[YOUR GOAL] Report how many lines of the listing contain the string "positive", with no other words.
┄┄┄┄┄┄┄┄┄┄┄┄┄┄┄┄┄┄┄┄
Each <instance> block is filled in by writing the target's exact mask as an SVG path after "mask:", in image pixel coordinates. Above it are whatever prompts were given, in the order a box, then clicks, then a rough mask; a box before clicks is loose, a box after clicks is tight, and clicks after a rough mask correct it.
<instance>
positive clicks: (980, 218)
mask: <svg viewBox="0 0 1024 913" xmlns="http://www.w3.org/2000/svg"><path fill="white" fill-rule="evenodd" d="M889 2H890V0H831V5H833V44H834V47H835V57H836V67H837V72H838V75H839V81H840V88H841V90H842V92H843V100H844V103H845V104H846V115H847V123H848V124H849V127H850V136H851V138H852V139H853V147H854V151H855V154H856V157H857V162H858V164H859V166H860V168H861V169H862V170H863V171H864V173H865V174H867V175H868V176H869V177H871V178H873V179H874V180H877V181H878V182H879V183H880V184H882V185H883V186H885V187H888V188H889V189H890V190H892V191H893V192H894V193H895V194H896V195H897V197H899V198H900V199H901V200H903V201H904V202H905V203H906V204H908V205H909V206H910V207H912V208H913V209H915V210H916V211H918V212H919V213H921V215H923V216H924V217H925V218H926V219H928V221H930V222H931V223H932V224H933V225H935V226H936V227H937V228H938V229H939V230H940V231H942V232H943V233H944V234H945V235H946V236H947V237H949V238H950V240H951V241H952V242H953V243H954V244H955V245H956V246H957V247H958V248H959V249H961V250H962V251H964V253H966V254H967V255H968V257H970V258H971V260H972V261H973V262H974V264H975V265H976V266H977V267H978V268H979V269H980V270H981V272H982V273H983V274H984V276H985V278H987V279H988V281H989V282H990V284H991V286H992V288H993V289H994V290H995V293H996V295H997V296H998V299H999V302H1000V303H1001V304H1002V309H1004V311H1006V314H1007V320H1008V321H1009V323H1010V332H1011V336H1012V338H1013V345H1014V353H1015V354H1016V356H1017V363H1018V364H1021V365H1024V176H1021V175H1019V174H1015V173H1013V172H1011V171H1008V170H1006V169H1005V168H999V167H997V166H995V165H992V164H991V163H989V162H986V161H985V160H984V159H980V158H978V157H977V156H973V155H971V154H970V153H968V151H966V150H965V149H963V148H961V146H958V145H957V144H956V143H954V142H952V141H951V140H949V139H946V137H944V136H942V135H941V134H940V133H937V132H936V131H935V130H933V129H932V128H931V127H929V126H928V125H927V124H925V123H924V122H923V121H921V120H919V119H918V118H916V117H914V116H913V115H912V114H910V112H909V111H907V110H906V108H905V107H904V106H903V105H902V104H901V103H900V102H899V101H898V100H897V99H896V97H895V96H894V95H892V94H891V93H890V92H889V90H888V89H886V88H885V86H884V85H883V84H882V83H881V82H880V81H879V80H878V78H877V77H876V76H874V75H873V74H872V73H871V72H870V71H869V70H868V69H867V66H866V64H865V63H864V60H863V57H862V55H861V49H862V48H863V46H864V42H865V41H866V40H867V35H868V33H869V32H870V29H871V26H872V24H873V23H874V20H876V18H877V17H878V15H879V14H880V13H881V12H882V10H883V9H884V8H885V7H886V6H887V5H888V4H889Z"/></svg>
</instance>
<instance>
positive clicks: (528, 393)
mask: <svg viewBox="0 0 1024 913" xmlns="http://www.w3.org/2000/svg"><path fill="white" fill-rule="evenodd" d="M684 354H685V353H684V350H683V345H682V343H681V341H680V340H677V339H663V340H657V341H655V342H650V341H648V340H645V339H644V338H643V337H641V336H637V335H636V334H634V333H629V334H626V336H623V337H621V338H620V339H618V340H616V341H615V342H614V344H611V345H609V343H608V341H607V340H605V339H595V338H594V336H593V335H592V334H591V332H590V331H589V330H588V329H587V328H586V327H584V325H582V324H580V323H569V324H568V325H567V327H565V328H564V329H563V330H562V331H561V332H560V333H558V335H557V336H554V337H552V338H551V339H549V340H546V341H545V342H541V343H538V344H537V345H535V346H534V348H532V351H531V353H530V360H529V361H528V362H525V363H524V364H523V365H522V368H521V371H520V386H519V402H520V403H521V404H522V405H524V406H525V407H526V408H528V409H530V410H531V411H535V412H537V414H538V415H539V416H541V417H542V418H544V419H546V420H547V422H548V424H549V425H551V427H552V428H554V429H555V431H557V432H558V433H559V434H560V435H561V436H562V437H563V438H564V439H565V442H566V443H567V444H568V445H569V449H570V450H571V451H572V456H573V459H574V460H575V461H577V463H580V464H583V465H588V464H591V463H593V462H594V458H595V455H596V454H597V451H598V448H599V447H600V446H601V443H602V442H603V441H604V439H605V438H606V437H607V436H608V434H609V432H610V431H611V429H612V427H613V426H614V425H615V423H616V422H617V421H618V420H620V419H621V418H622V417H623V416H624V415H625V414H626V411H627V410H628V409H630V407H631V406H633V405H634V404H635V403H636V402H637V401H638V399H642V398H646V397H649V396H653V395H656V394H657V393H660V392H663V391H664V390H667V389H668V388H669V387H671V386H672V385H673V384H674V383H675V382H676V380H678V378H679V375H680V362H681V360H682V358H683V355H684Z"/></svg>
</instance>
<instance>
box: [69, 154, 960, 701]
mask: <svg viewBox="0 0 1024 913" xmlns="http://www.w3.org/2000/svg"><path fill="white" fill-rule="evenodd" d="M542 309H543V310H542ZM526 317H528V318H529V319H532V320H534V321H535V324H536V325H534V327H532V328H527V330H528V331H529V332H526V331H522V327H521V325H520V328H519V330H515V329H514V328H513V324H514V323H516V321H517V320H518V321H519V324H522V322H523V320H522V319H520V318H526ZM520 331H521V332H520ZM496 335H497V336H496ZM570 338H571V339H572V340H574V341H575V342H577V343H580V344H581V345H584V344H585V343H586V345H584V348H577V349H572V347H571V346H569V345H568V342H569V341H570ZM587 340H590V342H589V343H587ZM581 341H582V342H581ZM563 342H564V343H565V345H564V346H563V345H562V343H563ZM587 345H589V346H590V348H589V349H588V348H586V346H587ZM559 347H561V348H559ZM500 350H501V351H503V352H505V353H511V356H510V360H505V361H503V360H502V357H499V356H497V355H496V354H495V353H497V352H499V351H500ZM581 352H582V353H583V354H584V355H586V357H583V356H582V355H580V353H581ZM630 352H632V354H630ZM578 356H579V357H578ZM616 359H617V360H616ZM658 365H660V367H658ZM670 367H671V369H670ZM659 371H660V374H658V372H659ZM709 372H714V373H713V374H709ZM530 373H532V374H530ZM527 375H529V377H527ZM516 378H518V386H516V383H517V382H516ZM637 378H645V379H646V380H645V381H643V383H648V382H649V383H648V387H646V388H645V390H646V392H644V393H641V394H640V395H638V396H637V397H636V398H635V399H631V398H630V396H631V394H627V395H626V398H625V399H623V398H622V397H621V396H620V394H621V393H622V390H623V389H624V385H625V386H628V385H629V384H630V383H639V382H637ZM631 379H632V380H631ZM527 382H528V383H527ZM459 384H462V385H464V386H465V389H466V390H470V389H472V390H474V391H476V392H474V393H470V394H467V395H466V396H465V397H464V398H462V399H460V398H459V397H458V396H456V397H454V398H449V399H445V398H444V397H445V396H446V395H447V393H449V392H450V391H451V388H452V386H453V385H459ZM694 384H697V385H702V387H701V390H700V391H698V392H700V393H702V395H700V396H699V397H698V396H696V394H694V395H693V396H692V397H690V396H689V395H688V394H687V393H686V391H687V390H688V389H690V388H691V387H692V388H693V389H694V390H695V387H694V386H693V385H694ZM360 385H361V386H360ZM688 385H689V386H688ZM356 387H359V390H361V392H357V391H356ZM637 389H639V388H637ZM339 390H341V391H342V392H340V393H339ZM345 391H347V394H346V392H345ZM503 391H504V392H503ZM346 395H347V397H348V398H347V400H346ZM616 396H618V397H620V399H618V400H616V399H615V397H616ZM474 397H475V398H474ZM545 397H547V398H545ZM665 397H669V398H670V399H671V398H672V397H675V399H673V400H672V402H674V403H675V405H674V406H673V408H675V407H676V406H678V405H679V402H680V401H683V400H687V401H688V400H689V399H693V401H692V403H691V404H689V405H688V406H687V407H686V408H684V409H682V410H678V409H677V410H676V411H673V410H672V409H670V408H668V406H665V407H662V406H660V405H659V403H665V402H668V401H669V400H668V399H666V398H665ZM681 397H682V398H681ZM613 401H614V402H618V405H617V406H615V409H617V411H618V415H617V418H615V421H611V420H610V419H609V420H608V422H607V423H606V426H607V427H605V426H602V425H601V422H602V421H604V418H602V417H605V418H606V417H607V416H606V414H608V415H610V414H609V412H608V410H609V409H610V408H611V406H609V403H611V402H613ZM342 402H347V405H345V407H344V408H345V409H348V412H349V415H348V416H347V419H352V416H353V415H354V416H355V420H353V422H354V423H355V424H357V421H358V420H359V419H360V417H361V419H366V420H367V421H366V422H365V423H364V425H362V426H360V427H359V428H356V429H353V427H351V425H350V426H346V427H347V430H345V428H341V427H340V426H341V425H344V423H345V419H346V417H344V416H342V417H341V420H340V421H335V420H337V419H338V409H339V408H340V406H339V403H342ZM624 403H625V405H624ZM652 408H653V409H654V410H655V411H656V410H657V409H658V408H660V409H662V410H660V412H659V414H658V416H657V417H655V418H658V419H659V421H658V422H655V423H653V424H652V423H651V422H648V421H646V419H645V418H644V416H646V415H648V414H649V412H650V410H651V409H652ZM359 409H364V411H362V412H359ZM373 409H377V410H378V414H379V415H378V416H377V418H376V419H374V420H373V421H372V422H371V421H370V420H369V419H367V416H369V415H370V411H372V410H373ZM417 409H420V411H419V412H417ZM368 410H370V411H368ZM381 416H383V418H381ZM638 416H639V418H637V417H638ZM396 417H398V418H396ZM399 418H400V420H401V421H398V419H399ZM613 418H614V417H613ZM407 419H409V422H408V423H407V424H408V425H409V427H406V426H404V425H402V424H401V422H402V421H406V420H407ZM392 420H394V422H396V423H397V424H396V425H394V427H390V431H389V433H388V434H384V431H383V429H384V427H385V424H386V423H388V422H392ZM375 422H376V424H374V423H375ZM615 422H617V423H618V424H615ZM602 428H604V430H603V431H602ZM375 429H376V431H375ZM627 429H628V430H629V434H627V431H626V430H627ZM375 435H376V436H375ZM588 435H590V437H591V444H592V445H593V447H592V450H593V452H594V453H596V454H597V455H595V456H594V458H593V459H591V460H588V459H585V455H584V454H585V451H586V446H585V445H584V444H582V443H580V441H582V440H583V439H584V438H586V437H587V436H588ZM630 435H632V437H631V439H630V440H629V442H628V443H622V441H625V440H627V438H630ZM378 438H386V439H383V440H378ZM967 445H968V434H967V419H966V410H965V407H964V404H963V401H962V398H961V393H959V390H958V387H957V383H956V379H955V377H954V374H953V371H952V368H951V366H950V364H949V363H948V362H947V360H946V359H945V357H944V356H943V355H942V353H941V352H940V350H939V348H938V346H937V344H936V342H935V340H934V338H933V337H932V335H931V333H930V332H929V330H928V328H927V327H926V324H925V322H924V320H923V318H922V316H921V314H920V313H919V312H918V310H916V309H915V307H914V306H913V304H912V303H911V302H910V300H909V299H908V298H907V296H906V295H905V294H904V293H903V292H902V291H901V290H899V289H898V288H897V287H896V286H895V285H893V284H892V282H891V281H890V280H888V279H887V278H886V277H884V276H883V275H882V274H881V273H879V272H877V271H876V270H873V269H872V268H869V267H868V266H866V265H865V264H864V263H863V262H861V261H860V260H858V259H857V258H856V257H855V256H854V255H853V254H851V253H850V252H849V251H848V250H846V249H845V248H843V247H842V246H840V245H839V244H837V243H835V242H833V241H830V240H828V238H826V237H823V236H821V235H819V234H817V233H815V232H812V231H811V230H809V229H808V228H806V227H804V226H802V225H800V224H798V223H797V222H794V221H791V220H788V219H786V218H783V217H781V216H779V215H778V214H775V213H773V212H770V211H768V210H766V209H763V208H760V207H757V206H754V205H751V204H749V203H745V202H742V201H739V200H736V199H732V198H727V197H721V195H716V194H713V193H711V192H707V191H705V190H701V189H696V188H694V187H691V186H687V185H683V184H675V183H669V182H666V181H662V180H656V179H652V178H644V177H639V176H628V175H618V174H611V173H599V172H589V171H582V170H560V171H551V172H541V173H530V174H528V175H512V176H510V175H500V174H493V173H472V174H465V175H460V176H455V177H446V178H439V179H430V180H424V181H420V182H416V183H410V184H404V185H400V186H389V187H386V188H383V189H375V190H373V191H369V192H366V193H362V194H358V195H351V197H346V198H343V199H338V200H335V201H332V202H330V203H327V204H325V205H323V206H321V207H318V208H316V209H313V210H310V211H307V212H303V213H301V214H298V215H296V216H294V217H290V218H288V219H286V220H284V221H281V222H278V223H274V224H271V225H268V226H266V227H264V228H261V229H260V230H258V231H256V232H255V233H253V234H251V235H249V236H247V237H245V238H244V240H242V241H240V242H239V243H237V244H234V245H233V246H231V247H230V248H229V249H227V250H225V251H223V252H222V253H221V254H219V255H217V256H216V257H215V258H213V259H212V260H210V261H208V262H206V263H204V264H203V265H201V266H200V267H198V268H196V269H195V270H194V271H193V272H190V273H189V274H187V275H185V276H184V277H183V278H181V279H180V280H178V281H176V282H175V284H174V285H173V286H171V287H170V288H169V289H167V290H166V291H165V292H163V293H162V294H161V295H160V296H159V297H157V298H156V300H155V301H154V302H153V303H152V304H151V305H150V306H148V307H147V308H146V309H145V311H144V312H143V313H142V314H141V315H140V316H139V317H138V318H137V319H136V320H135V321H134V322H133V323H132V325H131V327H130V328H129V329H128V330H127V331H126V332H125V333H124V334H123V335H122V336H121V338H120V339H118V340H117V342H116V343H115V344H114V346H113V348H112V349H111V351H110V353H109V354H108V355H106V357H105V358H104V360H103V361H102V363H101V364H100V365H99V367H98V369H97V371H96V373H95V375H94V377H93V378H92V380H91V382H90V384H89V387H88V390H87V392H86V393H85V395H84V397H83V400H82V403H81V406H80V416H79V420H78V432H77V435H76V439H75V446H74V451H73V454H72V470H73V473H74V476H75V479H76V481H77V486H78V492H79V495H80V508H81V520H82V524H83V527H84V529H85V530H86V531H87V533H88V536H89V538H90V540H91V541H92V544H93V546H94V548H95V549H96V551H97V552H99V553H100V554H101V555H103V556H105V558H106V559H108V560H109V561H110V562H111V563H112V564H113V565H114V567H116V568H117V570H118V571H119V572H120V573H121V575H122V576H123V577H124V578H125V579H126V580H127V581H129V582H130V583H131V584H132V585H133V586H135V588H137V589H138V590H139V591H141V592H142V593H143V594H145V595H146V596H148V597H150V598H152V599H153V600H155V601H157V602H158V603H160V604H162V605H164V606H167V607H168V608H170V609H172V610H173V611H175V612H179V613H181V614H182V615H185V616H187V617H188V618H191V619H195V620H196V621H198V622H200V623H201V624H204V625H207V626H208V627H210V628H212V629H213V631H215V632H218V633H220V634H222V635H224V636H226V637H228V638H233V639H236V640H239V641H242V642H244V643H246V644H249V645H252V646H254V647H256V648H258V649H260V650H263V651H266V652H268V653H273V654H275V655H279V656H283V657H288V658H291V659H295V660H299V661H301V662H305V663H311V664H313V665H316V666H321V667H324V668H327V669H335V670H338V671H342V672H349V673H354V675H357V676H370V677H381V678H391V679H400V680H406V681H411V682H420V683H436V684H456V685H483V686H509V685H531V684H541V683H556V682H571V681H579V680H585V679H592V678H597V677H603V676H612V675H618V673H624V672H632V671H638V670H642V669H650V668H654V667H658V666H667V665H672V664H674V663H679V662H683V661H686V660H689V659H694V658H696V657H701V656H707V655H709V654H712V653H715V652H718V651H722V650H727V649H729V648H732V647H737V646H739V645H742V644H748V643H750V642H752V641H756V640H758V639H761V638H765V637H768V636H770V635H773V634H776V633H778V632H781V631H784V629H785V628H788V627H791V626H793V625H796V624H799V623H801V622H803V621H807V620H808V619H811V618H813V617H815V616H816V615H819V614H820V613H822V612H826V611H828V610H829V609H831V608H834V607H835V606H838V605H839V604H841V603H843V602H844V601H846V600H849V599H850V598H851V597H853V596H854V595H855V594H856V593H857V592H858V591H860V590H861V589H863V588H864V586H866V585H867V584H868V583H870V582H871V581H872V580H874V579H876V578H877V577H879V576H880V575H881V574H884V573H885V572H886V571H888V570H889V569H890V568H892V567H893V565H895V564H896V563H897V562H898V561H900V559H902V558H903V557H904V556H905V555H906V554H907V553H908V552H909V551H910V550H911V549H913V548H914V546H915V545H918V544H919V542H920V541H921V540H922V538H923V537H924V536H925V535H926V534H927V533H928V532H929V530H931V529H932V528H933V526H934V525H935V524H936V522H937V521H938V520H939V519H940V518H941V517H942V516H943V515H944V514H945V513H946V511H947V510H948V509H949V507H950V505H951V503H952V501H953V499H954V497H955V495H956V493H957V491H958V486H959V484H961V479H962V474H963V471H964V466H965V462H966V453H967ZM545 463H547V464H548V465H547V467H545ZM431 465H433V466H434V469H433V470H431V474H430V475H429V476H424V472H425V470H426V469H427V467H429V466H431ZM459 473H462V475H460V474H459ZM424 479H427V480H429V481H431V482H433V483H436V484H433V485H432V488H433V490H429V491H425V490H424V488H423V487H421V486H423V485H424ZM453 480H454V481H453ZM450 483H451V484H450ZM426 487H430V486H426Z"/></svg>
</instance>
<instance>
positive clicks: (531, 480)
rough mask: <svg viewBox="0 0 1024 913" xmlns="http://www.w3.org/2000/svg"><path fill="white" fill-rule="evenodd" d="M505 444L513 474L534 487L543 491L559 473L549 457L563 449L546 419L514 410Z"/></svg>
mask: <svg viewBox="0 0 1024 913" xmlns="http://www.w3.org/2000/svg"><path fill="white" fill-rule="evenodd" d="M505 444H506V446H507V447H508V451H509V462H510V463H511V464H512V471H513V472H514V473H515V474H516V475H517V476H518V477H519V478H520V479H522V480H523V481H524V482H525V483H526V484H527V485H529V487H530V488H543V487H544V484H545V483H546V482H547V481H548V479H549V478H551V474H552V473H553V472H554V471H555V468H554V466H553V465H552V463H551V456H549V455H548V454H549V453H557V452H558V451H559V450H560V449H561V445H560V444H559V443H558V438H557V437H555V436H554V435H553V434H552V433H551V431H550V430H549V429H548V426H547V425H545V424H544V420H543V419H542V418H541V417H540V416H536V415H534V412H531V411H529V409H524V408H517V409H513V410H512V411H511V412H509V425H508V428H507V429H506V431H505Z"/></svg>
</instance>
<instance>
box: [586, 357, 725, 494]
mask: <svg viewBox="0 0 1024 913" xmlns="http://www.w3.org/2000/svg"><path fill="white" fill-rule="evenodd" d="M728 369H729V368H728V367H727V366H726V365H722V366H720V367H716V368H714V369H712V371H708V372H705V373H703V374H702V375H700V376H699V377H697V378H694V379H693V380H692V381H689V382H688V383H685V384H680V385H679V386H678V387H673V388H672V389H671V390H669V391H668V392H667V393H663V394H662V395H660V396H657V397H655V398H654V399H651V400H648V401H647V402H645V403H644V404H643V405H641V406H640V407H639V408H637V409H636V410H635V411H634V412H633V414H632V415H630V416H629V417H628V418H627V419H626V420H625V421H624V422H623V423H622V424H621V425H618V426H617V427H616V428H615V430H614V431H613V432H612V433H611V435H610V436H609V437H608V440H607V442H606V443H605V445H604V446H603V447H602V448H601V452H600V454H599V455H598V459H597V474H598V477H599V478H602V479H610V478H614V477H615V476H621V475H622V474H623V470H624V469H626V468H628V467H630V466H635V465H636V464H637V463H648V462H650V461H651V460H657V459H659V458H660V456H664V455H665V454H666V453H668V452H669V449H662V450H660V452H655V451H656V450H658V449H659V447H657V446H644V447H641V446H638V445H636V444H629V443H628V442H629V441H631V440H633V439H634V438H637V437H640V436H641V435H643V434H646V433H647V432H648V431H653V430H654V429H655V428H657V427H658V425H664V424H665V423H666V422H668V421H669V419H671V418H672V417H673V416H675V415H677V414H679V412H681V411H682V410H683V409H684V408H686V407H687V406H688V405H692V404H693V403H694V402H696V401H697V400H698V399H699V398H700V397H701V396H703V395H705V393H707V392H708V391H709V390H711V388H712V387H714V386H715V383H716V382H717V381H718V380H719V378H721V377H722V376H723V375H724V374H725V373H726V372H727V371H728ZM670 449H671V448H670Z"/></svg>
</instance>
┄┄┄┄┄┄┄┄┄┄┄┄┄┄┄┄┄┄┄┄
[WRITTEN SOLUTION] 3